§ **Do this**:
Without altering anything, output the material below.

Position identification records:
⁂

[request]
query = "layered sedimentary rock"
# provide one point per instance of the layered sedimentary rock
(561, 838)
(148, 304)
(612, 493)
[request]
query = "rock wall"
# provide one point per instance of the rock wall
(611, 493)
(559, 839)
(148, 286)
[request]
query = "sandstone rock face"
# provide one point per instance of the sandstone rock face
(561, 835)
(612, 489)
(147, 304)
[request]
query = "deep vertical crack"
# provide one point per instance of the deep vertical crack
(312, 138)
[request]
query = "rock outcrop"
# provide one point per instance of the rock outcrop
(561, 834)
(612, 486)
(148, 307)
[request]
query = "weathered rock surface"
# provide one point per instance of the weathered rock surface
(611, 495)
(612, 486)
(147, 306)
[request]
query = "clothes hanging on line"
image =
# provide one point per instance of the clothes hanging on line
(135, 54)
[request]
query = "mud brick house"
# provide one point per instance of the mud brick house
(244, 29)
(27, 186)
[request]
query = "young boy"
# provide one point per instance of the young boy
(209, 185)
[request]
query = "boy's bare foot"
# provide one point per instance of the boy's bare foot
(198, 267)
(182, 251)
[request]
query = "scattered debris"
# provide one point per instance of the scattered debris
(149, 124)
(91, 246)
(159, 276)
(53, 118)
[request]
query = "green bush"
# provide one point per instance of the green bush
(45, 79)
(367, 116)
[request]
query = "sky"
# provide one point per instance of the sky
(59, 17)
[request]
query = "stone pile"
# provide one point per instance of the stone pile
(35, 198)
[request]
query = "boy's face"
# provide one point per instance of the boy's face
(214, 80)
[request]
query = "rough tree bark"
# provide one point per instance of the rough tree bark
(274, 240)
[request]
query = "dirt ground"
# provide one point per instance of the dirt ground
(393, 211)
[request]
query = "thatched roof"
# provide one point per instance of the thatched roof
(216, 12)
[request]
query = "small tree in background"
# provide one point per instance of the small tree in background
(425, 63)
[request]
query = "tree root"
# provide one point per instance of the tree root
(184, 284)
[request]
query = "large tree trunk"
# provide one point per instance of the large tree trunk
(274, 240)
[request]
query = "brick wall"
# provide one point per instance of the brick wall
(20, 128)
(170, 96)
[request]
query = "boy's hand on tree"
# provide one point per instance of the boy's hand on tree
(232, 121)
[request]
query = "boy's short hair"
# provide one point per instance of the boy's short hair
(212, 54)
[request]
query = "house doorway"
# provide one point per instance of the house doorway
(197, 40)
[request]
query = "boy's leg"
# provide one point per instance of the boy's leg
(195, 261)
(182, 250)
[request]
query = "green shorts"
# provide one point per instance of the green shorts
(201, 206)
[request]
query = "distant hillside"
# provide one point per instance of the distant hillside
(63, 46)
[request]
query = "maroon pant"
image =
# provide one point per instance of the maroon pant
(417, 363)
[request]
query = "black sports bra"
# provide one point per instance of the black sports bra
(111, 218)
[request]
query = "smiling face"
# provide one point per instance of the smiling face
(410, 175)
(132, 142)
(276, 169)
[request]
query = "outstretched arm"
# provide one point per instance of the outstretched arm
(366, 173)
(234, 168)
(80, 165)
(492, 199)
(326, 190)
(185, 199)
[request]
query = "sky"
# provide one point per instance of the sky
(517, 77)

⁂

§ **Exercise result**:
[request]
query = "layered sedimentary rock"
# provide one point per instance of the layered sedimentary rock
(561, 838)
(148, 304)
(612, 493)
[request]
query = "rock wall"
# provide one point per instance of the rock wall
(611, 493)
(559, 839)
(148, 286)
[request]
query = "sandstone rock face"
# provide one point per instance of the sandstone rock face
(561, 835)
(612, 489)
(147, 304)
[request]
query = "deep vertical crack"
# provide one point per instance of the deep vertical crack
(312, 138)
[request]
query = "rock outcrop"
# provide one point per instance of the rock outcrop
(561, 834)
(612, 486)
(148, 307)
[request]
query = "weathered rock surface"
# provide one point per instance of the weathered rock surface
(611, 495)
(612, 486)
(147, 306)
[request]
query = "clothes hanging on line"
image =
# provide one point per instance of the clothes hanging on line
(135, 54)
[request]
query = "mud brick house"
# provide one point per instance of the mud brick house
(244, 29)
(27, 186)
[request]
query = "young boy"
# provide one point per instance of the young boy
(209, 185)
[request]
query = "boy's bare foot"
# provide one point per instance of the boy's bare foot
(198, 267)
(182, 251)
[request]
query = "scattered debris"
# provide one point per instance of the scattered debris
(149, 124)
(91, 246)
(159, 276)
(53, 118)
[request]
query = "green bush"
# provide one point per instance of the green bush
(45, 79)
(367, 116)
[request]
query = "sky"
# provide one point per instance of the sky
(59, 17)
[request]
query = "stone pile"
# provide one point per instance of the stone pile
(35, 198)
[request]
query = "boy's face"
# provide one point per instance of the boy's face
(214, 80)
[request]
query = "rough tree bark"
# provide one point per instance of the rough tree bark
(274, 240)
[request]
query = "dirt ground"
# provide one point per instance of the dirt ground
(393, 211)
[request]
query = "thatched roof"
# provide one point per instance of the thatched roof
(216, 12)
[request]
query = "small tree in background"
# provide one point per instance of the small tree in background
(425, 63)
[request]
query = "tree root"
# provide one point per instance of the tree root
(184, 284)
[request]
query = "large tree trunk"
# provide one point per instance of the large tree trunk
(274, 240)
[request]
query = "brick wall"
# provide one point per instance of the brick wall
(20, 128)
(170, 96)
[request]
query = "boy's hand on tree"
# provide one point per instance of the boy's hand on tree
(232, 121)
[request]
query = "boy's short hair"
# provide one point per instance of the boy's short hair
(212, 54)
[request]
query = "house doorway"
# provide one point per instance of the house doorway
(197, 40)
[request]
query = "boy's leg"
# provide one point per instance of the boy's leg
(195, 261)
(182, 250)
[request]
query = "green shorts"
# provide one point per instance of the green shorts
(201, 206)
[request]
query = "distant hillside"
# provide one point per instance of the distant hillside
(63, 46)
[request]
query = "maroon pant"
image =
# provide one point per instance of the maroon pant
(417, 363)
[request]
query = "black sports bra"
# provide one point per instance of the black sports bra
(111, 218)
[request]
query = "smiling face"
# provide one point per instance of the smiling face
(410, 175)
(132, 142)
(276, 169)
[request]
query = "outstretched arm"
# provide one point per instance of the outstretched arm
(366, 173)
(234, 168)
(80, 165)
(492, 199)
(326, 190)
(185, 199)
[request]
query = "sky"
# provide one point per instance of the sky
(517, 77)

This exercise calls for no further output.